____ Text passage
Let’s start with the basics. Writing needs to be legible, otherwise what’s the point?
We may exist in a world of computers and keyboards, but most students will still be using notebooks and pens, so they need to be able to produce words that are recognisible. While this is an important skill, some schools are more insistent than others on ‘good’ handwriting.
A school I once heard of took this to rather an extreme and decided that all students should be able to write in a joined-up fancy style. When the students were taking an age to finish the first activity of a particular lesson, the teacher went over to check on their progress. They hadn’t yet got past writing the date, as they were trying hard to master the ‘F’ in February and apply the appropriate loop or swirl.
Fancy writing is an admirable skill, but worry about the basics first. Students may well write letters in a peculiar, long-winded manner simply because nobody has ever showed them an easier way. If you spot poor writing, watch as the student writes to see if he or she is holding their pen at some bizarre angle.
Of equal concern is spelling. English is maddeningly inconsistent when it comes to spelling and so it’s a place where students often come to grief. You can’t blame them; who’d imagine that ‘through, bough, cough, thorough, thought and tough’ would all use ‘ough’ – and all sound different?
Mobile phones can also be blamed for modern spelling atrocities, and it’s not uncommon to see ‘how r u?’ and ‘Thx 4 yr help’ in notebooks. Extensive reading is the best way to improve spelling and word awareness, rather than endless spelling bee tests that use plenty of words, but rarely put them in any type of context.
Writing can take many forms, and it’s good to create lessons that show students the differences. A letter to your bank manager is likely to be pretty different from one to your girl or boyfriend, while an e-mail to a mate is probably not written the same in tone as a job application.
Writing e-mails, letters, resumes or reviews are highly stylized. Each one has things the other does not (Dear Sir/Yours Faithfully, etc). Get students to practice different genres and make sure they are aware of the differences. Writing such as this is handy as it’s ‘real’ – you can use that resume or you can send an e-mail to a friend.
________
• **Objective**
According to the text on teaching writing, what is the best way to improve spelling and word awareness? Please answer briefly. The material that comes after this has no connection to the text on teaching writing.
____ Rows
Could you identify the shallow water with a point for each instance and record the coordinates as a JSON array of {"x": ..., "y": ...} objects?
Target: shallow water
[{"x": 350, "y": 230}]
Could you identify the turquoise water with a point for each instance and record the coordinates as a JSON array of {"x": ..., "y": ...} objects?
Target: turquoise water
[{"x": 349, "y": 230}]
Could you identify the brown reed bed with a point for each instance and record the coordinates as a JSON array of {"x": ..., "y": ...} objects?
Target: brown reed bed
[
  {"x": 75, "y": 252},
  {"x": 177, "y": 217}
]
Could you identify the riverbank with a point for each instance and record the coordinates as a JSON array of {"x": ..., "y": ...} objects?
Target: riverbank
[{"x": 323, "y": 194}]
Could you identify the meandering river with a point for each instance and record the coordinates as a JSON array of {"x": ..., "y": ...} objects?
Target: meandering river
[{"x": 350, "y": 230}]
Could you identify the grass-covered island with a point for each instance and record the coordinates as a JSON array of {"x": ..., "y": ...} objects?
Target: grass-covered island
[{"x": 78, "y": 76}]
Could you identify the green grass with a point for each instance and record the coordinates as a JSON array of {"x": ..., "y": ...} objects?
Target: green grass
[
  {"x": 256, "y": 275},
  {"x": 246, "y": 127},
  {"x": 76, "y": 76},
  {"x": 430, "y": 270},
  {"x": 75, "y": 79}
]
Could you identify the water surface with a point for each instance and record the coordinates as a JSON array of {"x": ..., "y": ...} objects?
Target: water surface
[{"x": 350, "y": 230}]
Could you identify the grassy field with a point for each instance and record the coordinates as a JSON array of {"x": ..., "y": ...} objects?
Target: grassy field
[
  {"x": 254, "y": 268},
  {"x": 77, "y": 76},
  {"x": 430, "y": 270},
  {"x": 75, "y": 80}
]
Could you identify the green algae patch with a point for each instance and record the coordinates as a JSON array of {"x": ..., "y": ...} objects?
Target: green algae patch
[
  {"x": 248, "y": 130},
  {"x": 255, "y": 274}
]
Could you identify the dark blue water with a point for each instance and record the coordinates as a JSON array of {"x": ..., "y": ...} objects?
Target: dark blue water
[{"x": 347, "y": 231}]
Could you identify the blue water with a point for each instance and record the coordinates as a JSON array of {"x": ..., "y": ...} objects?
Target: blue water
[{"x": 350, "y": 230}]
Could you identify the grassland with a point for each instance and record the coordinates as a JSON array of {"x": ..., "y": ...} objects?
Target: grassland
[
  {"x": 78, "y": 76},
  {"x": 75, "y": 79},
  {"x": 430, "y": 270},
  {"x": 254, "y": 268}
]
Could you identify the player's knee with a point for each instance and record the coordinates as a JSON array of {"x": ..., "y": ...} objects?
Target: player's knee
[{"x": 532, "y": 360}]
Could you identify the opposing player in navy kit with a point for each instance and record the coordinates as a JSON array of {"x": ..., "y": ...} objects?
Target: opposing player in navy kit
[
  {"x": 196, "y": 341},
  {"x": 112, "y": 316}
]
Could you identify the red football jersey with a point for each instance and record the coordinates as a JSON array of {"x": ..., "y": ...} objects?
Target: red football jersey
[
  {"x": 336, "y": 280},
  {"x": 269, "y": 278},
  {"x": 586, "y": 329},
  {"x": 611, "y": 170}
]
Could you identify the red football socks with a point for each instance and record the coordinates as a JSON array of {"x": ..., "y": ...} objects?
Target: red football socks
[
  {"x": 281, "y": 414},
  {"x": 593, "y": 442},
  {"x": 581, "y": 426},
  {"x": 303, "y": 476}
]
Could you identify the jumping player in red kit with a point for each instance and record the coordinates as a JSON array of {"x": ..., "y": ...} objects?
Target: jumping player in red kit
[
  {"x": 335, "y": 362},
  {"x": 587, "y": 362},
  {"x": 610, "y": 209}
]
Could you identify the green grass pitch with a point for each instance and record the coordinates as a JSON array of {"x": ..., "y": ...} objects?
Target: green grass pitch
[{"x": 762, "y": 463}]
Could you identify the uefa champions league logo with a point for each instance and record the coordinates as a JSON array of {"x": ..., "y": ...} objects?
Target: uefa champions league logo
________
• **Result of this exercise**
Extensive reading.